◆ **PROBLEM DESCRIPTION**: Transcribe each of the lines below word for word, omitting the pictures from your answer.

Records for position identification

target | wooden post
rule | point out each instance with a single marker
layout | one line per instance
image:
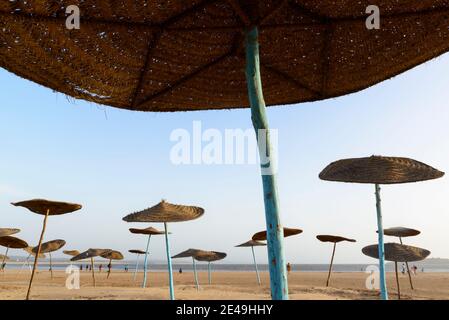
(330, 266)
(275, 232)
(255, 266)
(397, 279)
(145, 267)
(380, 231)
(170, 269)
(44, 225)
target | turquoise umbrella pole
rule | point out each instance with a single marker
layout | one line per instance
(275, 232)
(195, 274)
(145, 267)
(170, 269)
(380, 230)
(255, 266)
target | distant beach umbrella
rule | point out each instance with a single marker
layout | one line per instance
(11, 243)
(379, 170)
(91, 254)
(150, 231)
(397, 253)
(138, 252)
(402, 232)
(334, 240)
(166, 212)
(253, 243)
(8, 231)
(49, 247)
(46, 208)
(112, 255)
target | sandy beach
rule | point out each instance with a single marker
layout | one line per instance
(225, 285)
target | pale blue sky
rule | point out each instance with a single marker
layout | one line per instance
(115, 162)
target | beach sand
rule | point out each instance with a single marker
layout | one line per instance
(225, 285)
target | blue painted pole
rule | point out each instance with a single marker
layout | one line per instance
(255, 266)
(145, 266)
(170, 269)
(380, 231)
(195, 274)
(275, 232)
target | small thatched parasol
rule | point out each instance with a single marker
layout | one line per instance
(334, 240)
(112, 255)
(46, 208)
(138, 252)
(150, 231)
(49, 247)
(402, 232)
(379, 170)
(253, 243)
(91, 254)
(8, 231)
(397, 253)
(13, 243)
(166, 212)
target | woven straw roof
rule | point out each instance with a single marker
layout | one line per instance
(113, 255)
(188, 55)
(380, 170)
(148, 231)
(397, 252)
(8, 231)
(166, 212)
(401, 232)
(50, 246)
(91, 253)
(333, 239)
(262, 235)
(252, 243)
(41, 206)
(13, 242)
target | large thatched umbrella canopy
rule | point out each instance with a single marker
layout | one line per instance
(190, 55)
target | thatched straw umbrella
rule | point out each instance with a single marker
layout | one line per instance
(402, 232)
(138, 252)
(253, 243)
(190, 253)
(209, 256)
(91, 254)
(397, 253)
(379, 170)
(11, 243)
(166, 212)
(112, 255)
(49, 247)
(46, 208)
(334, 240)
(150, 231)
(190, 55)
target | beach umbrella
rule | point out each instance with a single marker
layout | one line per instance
(91, 254)
(8, 231)
(166, 212)
(379, 170)
(397, 253)
(112, 255)
(49, 247)
(46, 208)
(138, 252)
(334, 240)
(190, 253)
(150, 231)
(11, 243)
(190, 55)
(252, 243)
(209, 257)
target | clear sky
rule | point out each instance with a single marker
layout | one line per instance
(114, 162)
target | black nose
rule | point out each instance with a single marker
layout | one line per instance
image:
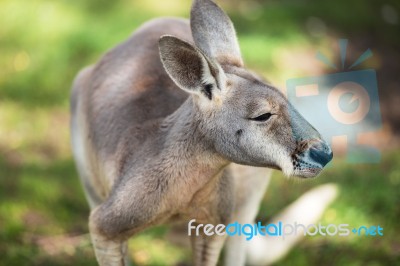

◆ **ANSWER TO THIS PROBLEM**:
target | wooden post
rule | point out each instance with a single marker
layout | one line per instance
image:
(330, 266)
(275, 232)
(255, 266)
(397, 279)
(145, 267)
(380, 231)
(170, 269)
(44, 225)
target | turquoise umbrella pole
rule | point out each instance with a single marker
layout | one line per instance
(275, 232)
(195, 274)
(145, 267)
(170, 269)
(380, 230)
(255, 266)
target | distant beach umbrella
rule | point out each instance with a single marker
layout | one line per instance
(11, 243)
(379, 170)
(91, 254)
(150, 231)
(397, 253)
(138, 252)
(402, 232)
(334, 240)
(166, 212)
(253, 243)
(8, 231)
(49, 247)
(46, 208)
(112, 255)
target | sandy beach
rule | point out each instance with a single marker
layout | one line per instance
(225, 285)
target | pale blue sky
rule | point out each instance with a single marker
layout | one line per instance
(115, 162)
target | beach sand
rule | point out each instance with a single marker
layout | one line per instance
(225, 285)
target | blue painted pole
rule | point out each instance with a single marker
layout | one line per instance
(255, 266)
(145, 266)
(170, 269)
(380, 231)
(195, 274)
(275, 232)
target | small thatched parasol
rule | point out each instance with a single marker
layout | one line per instance
(334, 240)
(112, 255)
(46, 208)
(138, 252)
(150, 231)
(49, 247)
(402, 232)
(379, 170)
(253, 243)
(91, 254)
(8, 231)
(397, 253)
(13, 243)
(166, 212)
target | woven straw roof
rule | point out each instance with a single marker
layout | one line per instance
(113, 255)
(188, 55)
(380, 170)
(148, 231)
(397, 252)
(8, 231)
(166, 212)
(401, 232)
(50, 246)
(91, 253)
(333, 239)
(262, 235)
(252, 243)
(41, 206)
(13, 242)
target | large thatched umbrella canopy
rule | point out each instance with a single marker
layout | one line per instance
(190, 55)
target | thatched straw umbrella
rule | point out each instance with a single marker
layout | one line per instance
(402, 232)
(138, 252)
(253, 243)
(190, 253)
(209, 256)
(91, 254)
(397, 253)
(379, 170)
(11, 243)
(166, 212)
(112, 255)
(49, 247)
(46, 208)
(334, 240)
(150, 231)
(190, 55)
target | beach umbrella
rule | point out each instance with a single marker
layout | one line per instance
(91, 254)
(8, 231)
(166, 212)
(379, 170)
(397, 253)
(112, 255)
(49, 247)
(46, 208)
(138, 252)
(334, 240)
(190, 253)
(150, 231)
(11, 243)
(190, 55)
(252, 243)
(209, 257)
target | clear sky
rule | point out each instance with a single marker
layout | one line per instance
(114, 162)
target | black nose
rule | point out each instance with a single marker
layout | one line per instance
image:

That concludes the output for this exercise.